INSTRUCTIONS FOR THE TASK: The entries that follow need to be reproduced exactly, minus any images.

Collection entries
*****

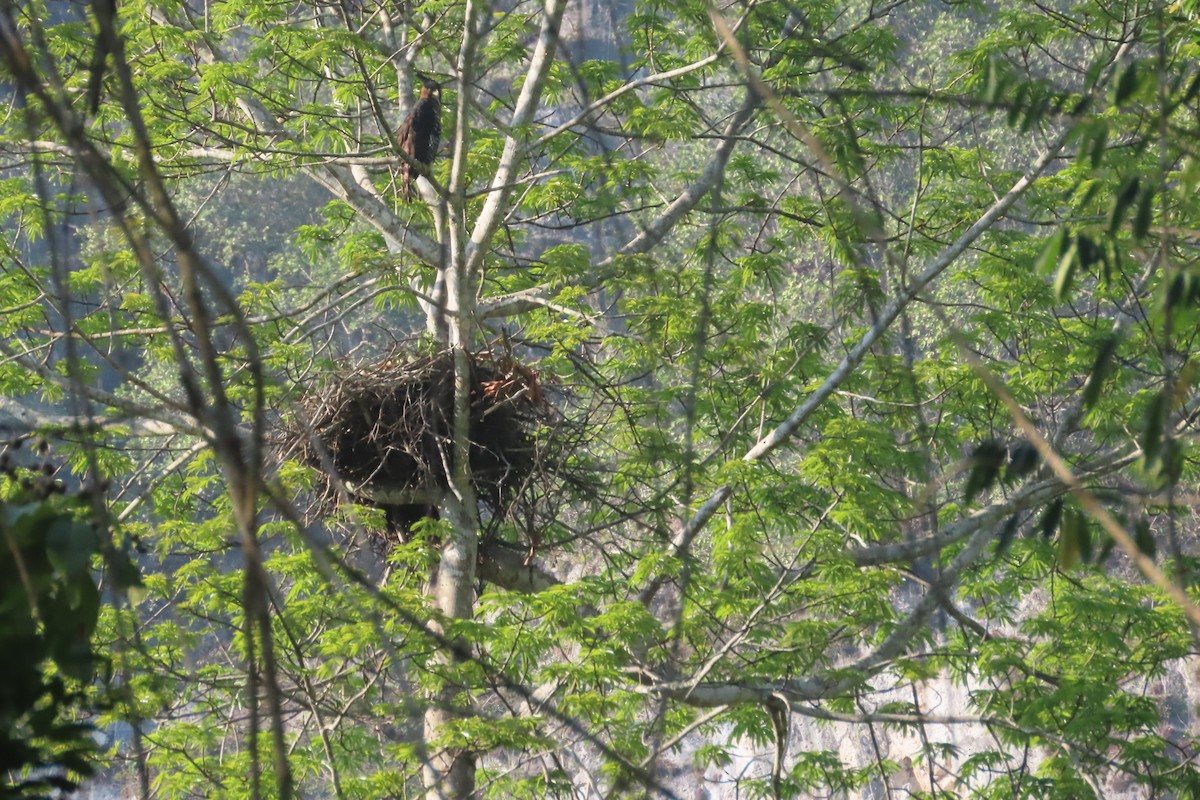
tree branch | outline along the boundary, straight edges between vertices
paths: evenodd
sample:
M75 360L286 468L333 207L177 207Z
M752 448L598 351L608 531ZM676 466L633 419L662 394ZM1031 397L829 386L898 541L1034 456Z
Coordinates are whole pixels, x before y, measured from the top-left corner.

*****

TASK RESPONSE:
tree branch | outline along the boundary, straight edges between vertices
paths: evenodd
sample:
M75 360L286 468L333 207L177 207Z
M752 448L598 351L608 531ZM676 466L633 419L662 394ZM1031 397L829 386L898 541L1034 456Z
Coordinates are whole pixels, x before y, measured from the top-left corner.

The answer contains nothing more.